DIRECTIONS FOR THIS TASK »
Repeat the data below in full and exactly.

Collection entries »
=-=-=

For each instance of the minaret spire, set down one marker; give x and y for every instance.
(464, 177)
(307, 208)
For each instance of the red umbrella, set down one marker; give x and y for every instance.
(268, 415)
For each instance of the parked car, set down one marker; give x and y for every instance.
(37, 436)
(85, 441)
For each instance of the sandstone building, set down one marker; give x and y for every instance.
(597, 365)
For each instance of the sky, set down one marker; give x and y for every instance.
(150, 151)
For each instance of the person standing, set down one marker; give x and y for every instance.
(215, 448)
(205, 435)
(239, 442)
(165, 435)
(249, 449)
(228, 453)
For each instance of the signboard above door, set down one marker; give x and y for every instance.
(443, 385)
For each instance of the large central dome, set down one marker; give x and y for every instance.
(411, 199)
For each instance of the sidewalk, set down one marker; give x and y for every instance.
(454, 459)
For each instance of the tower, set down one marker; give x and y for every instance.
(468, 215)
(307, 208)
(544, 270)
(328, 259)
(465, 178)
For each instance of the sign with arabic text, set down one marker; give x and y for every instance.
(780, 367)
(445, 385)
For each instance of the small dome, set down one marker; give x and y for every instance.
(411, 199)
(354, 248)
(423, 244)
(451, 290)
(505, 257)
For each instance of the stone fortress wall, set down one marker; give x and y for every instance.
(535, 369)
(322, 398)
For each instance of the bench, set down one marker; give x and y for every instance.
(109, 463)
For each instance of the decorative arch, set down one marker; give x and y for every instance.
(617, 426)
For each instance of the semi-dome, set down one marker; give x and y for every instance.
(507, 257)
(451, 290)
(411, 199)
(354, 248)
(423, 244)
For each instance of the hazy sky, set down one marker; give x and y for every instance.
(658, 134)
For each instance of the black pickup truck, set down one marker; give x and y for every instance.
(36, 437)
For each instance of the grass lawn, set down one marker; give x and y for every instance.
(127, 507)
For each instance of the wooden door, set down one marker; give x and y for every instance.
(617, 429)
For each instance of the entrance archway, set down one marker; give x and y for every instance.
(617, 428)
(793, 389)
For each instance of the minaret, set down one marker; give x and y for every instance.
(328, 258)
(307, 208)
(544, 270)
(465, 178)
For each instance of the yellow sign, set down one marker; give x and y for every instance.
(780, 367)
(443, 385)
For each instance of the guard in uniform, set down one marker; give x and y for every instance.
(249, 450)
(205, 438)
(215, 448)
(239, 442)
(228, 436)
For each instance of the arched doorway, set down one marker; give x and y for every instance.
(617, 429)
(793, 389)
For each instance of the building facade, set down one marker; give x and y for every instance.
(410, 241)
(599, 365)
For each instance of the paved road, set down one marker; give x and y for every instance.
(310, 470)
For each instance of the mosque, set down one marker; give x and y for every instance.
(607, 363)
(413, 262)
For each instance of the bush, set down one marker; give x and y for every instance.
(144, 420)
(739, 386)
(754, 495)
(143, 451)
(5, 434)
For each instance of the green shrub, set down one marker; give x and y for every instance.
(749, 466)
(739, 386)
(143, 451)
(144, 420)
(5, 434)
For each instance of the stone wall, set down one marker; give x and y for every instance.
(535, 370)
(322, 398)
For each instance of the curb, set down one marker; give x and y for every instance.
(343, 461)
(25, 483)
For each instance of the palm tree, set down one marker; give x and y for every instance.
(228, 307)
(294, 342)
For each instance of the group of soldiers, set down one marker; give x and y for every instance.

=-=-=

RESULT OF THE TASK »
For each instance of the minaret spire, set down one marker; give x and y for every instance.
(464, 177)
(307, 208)
For each instance of the red umbrella, set down one marker; give x and y for every instance.
(268, 415)
For each instance of the parked car, set down one marker; give x and y for every instance.
(37, 436)
(85, 441)
For each instance of the sandstone building, set down one marker; give x and y for every instance.
(597, 365)
For each instance of the sky, set down one marker; give x and y for every instance.
(150, 151)
For each instance of the person standing, set down one marker; give x and y for every instance.
(215, 448)
(205, 435)
(239, 442)
(165, 435)
(249, 449)
(228, 453)
For each instance of the signboard above door, set down one marker; give x and y for every instance.
(443, 385)
For each instance of the large central dome, set down one marker; give x and y for every instance.
(411, 199)
For each instance of the sidewalk, set down one marker; give x and y for every instance.
(454, 459)
For each instance of the tower, set down one marker; give x and y for every instance.
(468, 215)
(307, 208)
(544, 270)
(328, 259)
(465, 178)
For each instance of the sign with arabic text, set down one marker; give x and y for every instance.
(780, 367)
(445, 385)
For each instance of the small dome, set down one marker; give x and y for every instance.
(411, 199)
(354, 248)
(423, 244)
(451, 290)
(505, 257)
For each instance of the stone fortress wall, set down one marker; give x and y for every instance.
(535, 369)
(322, 398)
For each instance of the bench, set down one marker; give x and y for every instance.
(109, 463)
For each instance of the decorative arch, set down one marker; give x and y for every instance.
(617, 426)
For each instance of the semi-dome, set down one marker; give x and y for every instance.
(507, 257)
(451, 290)
(411, 199)
(354, 248)
(423, 244)
For each instance of the hazy sky, set down one marker; give x and y for every instance.
(658, 134)
For each instance of the black pickup truck, set down one marker; give x and y for every instance.
(36, 437)
For each instance of the grass lawn, set down one marker; give x and y for every instance.
(127, 507)
For each instance of the wooden door, set down one marker; give x and y for every instance.
(617, 429)
For each instance of the entrance archway, set down one marker; give x and y for every instance.
(617, 428)
(793, 389)
For each instance of the minaret, set down one marker; give x and y for every instance.
(328, 258)
(307, 208)
(544, 270)
(465, 178)
For each instance of the yellow sign, set down one marker; give x and y for every instance.
(780, 367)
(443, 385)
For each instance of the guard in uniform, set down one marker; give x and y for every instance.
(249, 450)
(205, 438)
(215, 448)
(239, 442)
(228, 436)
For each instance of the arched doorway, set down one marker; give x and y for every instance.
(617, 429)
(793, 389)
For each instance of the building facade, set down one marker; give x and y for every instance.
(410, 241)
(599, 365)
For each instance of the paved road, set down one marker; give x and y for every instance.
(310, 470)
For each instance of the mosque, set down one marker; give x and y for every instance.
(607, 363)
(413, 262)
For each instance of the bush, set down one marker; give x and y for every instance.
(144, 420)
(739, 386)
(754, 495)
(143, 451)
(5, 434)
For each instance of the green shrub, set down one marker; give x and y for every instance.
(749, 466)
(739, 386)
(143, 451)
(144, 420)
(5, 434)
For each instance of the stone wall, set down one marker; give x and y for every instance.
(535, 370)
(322, 398)
For each instance of the curb, set down one marker; give x and y for every instance.
(343, 461)
(25, 483)
For each instance of the palm tree, set down one marker; give x and y for every instance.
(228, 307)
(294, 342)
For each instance of the group of soldiers, set down one marker; give x and y for every instance.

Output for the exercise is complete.